=== EXERCICES ===
A. Relevez tous les noms de lieux qui apparaissent dans le texte sur les CD de gaiteros, chacun une seule fois.
B. Poursuivez le texte sur les CD de gaiteros à partir de l'endroit où il s'arrête.

Fernandes donne, sur trois plages, la version chantée
puis la version instrumentale de ces lhacos.
n° 8 - Antonio
Ribeiro -"Toni das Gaitas" -
Porto
Durée : 34'15
Né en 1941 Antonio Ribeiro fait figure de jeune
auprès des autres gaiteros de cette série.
Originaire de Tinhela (Valpacos), il réside à
Porto où il joue et fabrique divers instruments. Ce
CD est sans doute le plus facile d'écoute : A Ribeiro
a un jeu très à l'aise, une excellente
rythmique, un jeu ornementé ne négligeant pas
certaines astuces, par exemple les trilles ultra rapides de
la plage 12 dont je n'ai pas percé le mystère,
ou encore la plage suivante commençant par un
à-coup sur la poche. Il est accompagné de
manière efficace par ses deux fils Moises et Rui
à la caixa et au bombo, dans un style qui ne joue
cependant pas autant sur les contretemps que certains autres
percussionnistes de cette aire musicale.
n°9 - Manuel
Paulo Martins -
Gueiteiro de Bal de Mira - Miranda de L Douro
Durée : 50'11
Voilà un gaitero dont on peut lire la biographie
et que l'on peut entendre (sur une plage, accompagné
par deux autres percussionnistes) sur le CD de la Talvera,
ceci me permet de savoir qu'il est né en 1922
à Bal de Mira, précision omise dans le livret
du présent enregistrement. Ce CD est un des seuls qui
n'ait pas été enregistré en une seule
séance par M. Correia : il utilise principalement des
collectages de P. Preto ainsi que des enregistrements
personnels du gaitero (dont quelques-uns en public), il en
résulte une variété de conditions de
prise de son parfois surprenante. C'est un des seuls de la
série où l'on peut entendre le même
gaitero en soliste sur certaines plages et accompagné
de deux percussionnistes sur d'autres. Le jeu de M.P.

=== EXTRAITS DE DONNÉES ===
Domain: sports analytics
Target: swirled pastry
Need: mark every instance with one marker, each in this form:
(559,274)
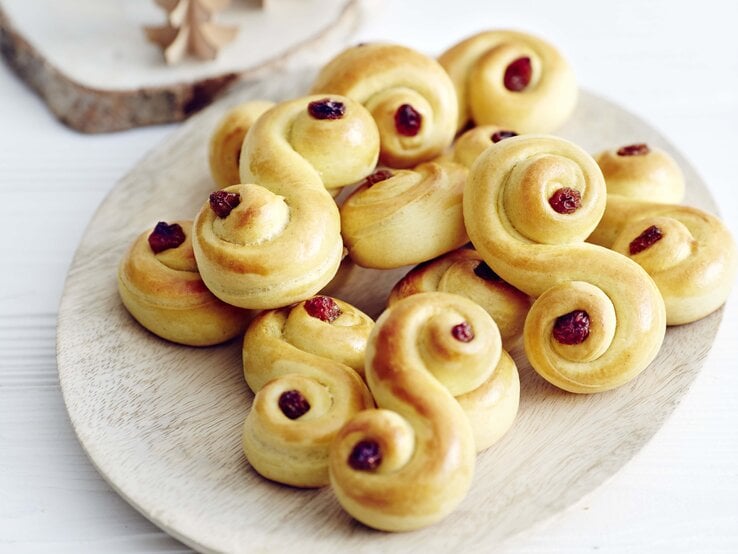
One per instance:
(473,142)
(643,172)
(160,286)
(599,318)
(275,239)
(410,463)
(511,79)
(302,364)
(689,253)
(410,96)
(463,272)
(405,216)
(224,150)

=== CORRIGÉS ===
A. Porto, Tinhela, Valpacos, Bal de Mira, Miranda de L Douro

B.
Martins est relativement rustique mais, sauf sur quelques
plages, assez à l'aise. Certaines mélodies
interprétées sont d'ailleurs de structure
assez complexe.
n°10 - II
Fiesta de la gaita de fuolhes - Pruoba - Miranda de L
Douro
Durée : 46'50
Les deux premières plages de ce CD surprennent
quelque peu à l'intérieur de cette
série de collectage puisque l'on y entend… La
Bazanca, le groupe castillan de Paco Diez (ce dernier
à la gaita). Cette parenthèse fermée,
sept gaiteros se succèdent ensuite dans
l'enregistrement de ce festival de septembre 2000. Tous sont
accompagnés de deux percussionnistes selon la
formation traditionnelle de cette région. Parmi eux
deux ou trois seulement figurent sur un autre CD de la
série. Cet enregistrement reflète bien la
diversité de niveau et de style des musiciens de
cette collection. On regrettera juste la photo pas
très représentative de la pochette et,
surtout, un livret qui n'indique pas les noms et dates de
naissance des musiciens…
Rappel : le n°3 de cette série (que je
n'ai pas eu l'occasion d'écouter) est consacré
à la première édition de cette
"Fiêsta de la Gaita de Fuôlhes"
......................
Série Cantos
Tradicionnais
n° 2- Clementina
Rosa Afonso
Modas, Lhacos e Rimances
Freixenosa - Miranda de L Douro
Durée : 34' 04
La voix de C.Rosa Afonso a la chaleur, l'agréable
sonorité des voix féminines un peu
âgées. Elle sait parfaitement mettre en valeur
les richesses mélodiques de son répertoire qui
comprend aussi bien des pièces du romancero, des
chants de travail, des berceuses et des "lhacos" (cf.
ci-dessus)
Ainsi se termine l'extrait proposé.